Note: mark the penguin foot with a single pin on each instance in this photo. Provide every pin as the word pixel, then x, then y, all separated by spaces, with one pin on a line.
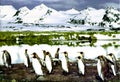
pixel 65 73
pixel 80 74
pixel 99 79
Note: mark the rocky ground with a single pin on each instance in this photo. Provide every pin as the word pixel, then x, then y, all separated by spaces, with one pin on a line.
pixel 19 73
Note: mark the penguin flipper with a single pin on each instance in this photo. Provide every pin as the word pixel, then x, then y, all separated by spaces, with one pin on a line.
pixel 110 61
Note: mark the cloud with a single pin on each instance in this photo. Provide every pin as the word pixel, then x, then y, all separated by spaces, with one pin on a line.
pixel 115 5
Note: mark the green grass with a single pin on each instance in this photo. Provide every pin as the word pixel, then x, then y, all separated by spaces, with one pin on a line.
pixel 46 37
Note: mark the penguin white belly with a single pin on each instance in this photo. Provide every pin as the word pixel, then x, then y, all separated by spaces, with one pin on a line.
pixel 25 61
pixel 48 63
pixel 64 64
pixel 99 69
pixel 5 60
pixel 113 69
pixel 37 67
pixel 81 67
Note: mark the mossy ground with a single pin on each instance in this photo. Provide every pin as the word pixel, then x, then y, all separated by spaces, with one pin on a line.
pixel 19 73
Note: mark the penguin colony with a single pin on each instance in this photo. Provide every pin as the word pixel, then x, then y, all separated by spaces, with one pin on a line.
pixel 106 65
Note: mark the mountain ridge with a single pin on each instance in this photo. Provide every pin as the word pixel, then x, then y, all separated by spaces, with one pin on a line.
pixel 41 14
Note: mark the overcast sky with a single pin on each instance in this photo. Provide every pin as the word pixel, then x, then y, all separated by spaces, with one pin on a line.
pixel 63 4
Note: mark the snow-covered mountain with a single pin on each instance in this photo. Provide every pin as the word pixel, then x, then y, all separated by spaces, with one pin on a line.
pixel 70 11
pixel 7 12
pixel 42 14
pixel 20 14
pixel 90 16
pixel 109 17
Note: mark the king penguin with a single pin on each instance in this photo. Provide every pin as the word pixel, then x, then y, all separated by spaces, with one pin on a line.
pixel 6 59
pixel 27 59
pixel 64 62
pixel 36 64
pixel 56 59
pixel 114 66
pixel 48 62
pixel 80 65
pixel 103 67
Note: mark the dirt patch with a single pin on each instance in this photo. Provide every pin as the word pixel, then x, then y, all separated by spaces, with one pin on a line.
pixel 19 72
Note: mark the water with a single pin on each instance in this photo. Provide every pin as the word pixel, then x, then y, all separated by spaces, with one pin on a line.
pixel 91 48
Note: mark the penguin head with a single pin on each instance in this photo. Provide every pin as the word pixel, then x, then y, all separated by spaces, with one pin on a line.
pixel 111 55
pixel 35 55
pixel 58 49
pixel 101 57
pixel 26 50
pixel 44 52
pixel 82 54
pixel 47 53
pixel 4 51
pixel 66 54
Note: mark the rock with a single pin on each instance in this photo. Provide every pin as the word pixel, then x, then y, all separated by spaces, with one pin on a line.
pixel 41 78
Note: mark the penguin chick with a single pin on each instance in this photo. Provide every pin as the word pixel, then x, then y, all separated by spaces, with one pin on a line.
pixel 48 62
pixel 114 66
pixel 81 66
pixel 36 64
pixel 56 59
pixel 27 59
pixel 103 67
pixel 6 58
pixel 64 62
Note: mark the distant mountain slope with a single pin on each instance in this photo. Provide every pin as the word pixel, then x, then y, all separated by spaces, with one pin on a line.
pixel 42 14
pixel 7 12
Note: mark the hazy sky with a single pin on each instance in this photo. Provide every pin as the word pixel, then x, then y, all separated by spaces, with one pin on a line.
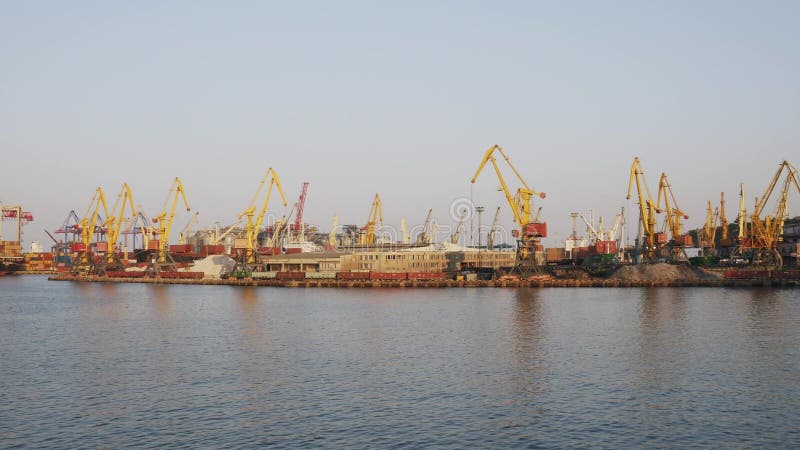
pixel 400 98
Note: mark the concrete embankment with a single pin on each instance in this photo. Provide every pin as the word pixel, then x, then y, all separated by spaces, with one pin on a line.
pixel 594 282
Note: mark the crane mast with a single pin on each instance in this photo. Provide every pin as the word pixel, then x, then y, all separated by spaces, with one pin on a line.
pixel 114 223
pixel 531 229
pixel 167 215
pixel 252 226
pixel 83 261
pixel 674 215
pixel 647 210
pixel 375 216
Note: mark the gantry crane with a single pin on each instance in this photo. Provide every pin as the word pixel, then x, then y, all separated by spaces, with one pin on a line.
pixel 114 222
pixel 648 241
pixel 404 229
pixel 763 234
pixel 725 240
pixel 459 227
pixel 184 234
pixel 332 234
pixel 531 229
pixel 709 233
pixel 674 216
pixel 83 258
pixel 253 227
pixel 493 230
pixel 424 236
pixel 375 218
pixel 167 215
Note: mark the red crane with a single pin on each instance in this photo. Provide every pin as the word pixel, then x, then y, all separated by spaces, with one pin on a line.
pixel 301 203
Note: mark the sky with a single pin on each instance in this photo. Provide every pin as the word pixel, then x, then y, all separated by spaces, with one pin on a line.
pixel 396 98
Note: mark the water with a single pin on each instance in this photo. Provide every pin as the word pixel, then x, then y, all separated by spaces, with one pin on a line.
pixel 129 365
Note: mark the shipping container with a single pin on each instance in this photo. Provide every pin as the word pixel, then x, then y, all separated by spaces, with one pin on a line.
pixel 264 275
pixel 352 275
pixel 180 248
pixel 291 275
pixel 536 229
pixel 320 275
pixel 388 276
pixel 427 275
pixel 212 250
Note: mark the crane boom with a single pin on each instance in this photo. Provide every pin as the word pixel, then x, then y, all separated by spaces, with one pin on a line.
pixel 253 227
pixel 531 229
pixel 647 209
pixel 167 216
pixel 114 223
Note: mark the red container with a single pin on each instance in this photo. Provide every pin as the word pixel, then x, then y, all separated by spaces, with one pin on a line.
pixel 606 247
pixel 536 229
pixel 427 275
pixel 388 276
pixel 684 241
pixel 291 275
pixel 352 275
pixel 180 248
pixel 212 250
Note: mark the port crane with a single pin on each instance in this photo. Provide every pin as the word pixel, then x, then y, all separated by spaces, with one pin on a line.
pixel 167 215
pixel 424 237
pixel 674 216
pixel 83 261
pixel 114 222
pixel 709 233
pixel 184 234
pixel 531 228
pixel 725 240
pixel 332 234
pixel 252 227
pixel 459 227
pixel 763 234
pixel 649 241
pixel 375 217
pixel 493 230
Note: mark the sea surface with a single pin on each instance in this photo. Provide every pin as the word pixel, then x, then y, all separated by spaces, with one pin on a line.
pixel 133 365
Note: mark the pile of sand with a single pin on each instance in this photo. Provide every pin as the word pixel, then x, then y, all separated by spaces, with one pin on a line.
pixel 213 266
pixel 660 271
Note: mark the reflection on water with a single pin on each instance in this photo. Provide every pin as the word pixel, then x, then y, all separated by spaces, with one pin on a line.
pixel 111 366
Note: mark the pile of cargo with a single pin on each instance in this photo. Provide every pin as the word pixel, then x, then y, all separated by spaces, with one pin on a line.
pixel 354 276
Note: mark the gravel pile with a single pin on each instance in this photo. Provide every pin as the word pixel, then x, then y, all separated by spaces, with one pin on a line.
pixel 213 266
pixel 660 271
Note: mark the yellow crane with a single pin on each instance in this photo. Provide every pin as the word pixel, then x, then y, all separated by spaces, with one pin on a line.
pixel 709 232
pixel 424 236
pixel 648 236
pixel 184 234
pixel 674 216
pixel 531 229
pixel 332 234
pixel 83 259
pixel 375 217
pixel 252 227
pixel 763 234
pixel 114 223
pixel 725 240
pixel 167 215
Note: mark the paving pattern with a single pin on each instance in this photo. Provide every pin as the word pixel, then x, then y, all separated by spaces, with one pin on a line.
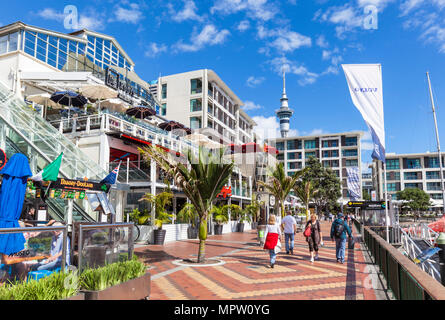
pixel 246 274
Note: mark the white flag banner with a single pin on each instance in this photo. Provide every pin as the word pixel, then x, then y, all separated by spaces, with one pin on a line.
pixel 365 86
pixel 353 180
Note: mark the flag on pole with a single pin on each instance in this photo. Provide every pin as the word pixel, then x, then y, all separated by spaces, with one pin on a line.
pixel 353 180
pixel 112 176
pixel 365 86
pixel 50 172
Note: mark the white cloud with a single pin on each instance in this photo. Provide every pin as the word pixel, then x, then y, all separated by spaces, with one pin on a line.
pixel 133 14
pixel 255 9
pixel 189 12
pixel 249 106
pixel 208 36
pixel 155 49
pixel 269 128
pixel 243 25
pixel 254 81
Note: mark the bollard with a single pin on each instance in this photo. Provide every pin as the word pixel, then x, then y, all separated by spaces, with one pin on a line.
pixel 441 244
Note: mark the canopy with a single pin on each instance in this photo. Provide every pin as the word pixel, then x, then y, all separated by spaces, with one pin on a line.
pixel 141 112
pixel 12 194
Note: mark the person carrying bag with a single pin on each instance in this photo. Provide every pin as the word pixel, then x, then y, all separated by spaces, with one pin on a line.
pixel 273 243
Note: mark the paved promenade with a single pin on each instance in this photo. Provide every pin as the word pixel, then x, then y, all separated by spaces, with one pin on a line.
pixel 245 272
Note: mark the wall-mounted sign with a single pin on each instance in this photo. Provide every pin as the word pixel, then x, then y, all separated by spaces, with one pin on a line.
pixel 2 159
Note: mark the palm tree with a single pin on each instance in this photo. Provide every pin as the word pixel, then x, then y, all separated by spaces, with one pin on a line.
pixel 201 179
pixel 305 191
pixel 280 185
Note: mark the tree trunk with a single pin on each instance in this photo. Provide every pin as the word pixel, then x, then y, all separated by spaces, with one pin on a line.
pixel 202 239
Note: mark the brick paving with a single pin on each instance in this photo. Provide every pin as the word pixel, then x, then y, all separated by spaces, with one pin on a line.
pixel 245 273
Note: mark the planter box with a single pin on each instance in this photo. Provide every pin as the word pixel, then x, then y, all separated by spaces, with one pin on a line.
pixel 135 289
pixel 79 296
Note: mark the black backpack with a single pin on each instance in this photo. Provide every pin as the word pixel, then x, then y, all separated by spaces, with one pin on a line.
pixel 338 229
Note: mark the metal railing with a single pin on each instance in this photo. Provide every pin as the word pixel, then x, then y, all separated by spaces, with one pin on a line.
pixel 406 280
pixel 117 238
pixel 63 229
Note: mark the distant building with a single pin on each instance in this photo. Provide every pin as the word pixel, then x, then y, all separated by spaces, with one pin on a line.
pixel 415 170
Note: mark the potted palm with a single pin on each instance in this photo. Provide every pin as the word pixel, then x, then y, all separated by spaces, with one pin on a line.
pixel 160 201
pixel 220 216
pixel 188 215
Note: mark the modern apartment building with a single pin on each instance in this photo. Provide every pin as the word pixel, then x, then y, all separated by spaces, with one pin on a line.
pixel 201 100
pixel 336 151
pixel 415 170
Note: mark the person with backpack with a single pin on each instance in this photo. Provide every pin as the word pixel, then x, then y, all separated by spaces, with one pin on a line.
pixel 273 235
pixel 339 229
pixel 314 236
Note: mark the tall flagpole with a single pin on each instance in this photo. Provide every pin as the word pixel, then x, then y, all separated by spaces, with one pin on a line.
pixel 442 187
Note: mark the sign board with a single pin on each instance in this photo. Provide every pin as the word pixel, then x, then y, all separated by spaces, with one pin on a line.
pixel 272 200
pixel 367 204
pixel 2 159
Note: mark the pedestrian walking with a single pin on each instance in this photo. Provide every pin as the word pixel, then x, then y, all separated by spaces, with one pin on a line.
pixel 339 229
pixel 273 235
pixel 289 227
pixel 315 237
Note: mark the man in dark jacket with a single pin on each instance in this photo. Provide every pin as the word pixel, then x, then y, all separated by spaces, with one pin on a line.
pixel 340 226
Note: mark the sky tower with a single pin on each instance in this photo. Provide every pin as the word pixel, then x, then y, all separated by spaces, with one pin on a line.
pixel 284 113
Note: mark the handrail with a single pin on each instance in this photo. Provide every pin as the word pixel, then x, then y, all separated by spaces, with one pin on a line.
pixel 432 287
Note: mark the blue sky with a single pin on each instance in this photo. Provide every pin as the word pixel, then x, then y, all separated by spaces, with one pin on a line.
pixel 249 42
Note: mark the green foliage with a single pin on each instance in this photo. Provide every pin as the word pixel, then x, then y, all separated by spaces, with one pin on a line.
pixel 200 178
pixel 187 214
pixel 111 275
pixel 417 199
pixel 280 185
pixel 49 288
pixel 323 180
pixel 160 201
pixel 140 218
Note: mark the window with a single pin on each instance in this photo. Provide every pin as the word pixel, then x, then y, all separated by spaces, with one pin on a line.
pixel 392 164
pixel 433 186
pixel 164 91
pixel 413 163
pixel 411 176
pixel 309 144
pixel 350 153
pixel 195 105
pixel 433 162
pixel 393 176
pixel 280 146
pixel 350 141
pixel 163 109
pixel 432 175
pixel 196 86
pixel 309 154
pixel 352 163
pixel 195 122
pixel 294 155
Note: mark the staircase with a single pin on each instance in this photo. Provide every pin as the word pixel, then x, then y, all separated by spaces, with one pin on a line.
pixel 23 130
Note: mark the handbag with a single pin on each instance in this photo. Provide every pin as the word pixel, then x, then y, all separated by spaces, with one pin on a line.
pixel 277 248
pixel 307 232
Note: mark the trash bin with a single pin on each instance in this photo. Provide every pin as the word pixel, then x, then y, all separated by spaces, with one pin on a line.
pixel 261 234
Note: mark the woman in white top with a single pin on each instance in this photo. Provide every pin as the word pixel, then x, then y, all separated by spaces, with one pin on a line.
pixel 272 228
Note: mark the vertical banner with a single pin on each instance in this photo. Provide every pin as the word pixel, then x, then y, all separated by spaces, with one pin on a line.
pixel 353 181
pixel 365 86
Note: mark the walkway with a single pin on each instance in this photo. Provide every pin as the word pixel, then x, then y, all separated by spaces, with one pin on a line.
pixel 245 273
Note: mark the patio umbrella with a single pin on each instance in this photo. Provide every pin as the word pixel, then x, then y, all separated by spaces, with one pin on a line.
pixel 141 112
pixel 44 99
pixel 12 193
pixel 116 105
pixel 98 92
pixel 69 98
pixel 171 125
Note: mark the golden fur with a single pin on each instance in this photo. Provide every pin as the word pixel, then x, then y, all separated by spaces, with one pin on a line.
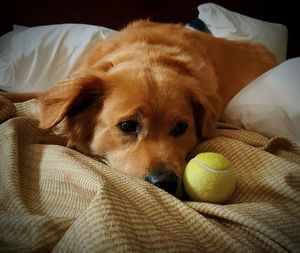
··········
Transcribe exactly the lines from the one with "Note: mark the patio" to the last line of the records, both included, so that no picture appears in the copy.

Note: mark the patio umbrella with a single pin on each instance in this photo. Provide every pin as the word pixel, then x, then y, all separated by spaces, with one pin on a line.
pixel 141 112
pixel 44 99
pixel 12 193
pixel 116 105
pixel 98 92
pixel 69 98
pixel 171 125
Note: mark the golden fur with a single pin on each instance in this photo. Provide every pin as the word pixel, then x, then y, all separated by spaces, with one pin on a line.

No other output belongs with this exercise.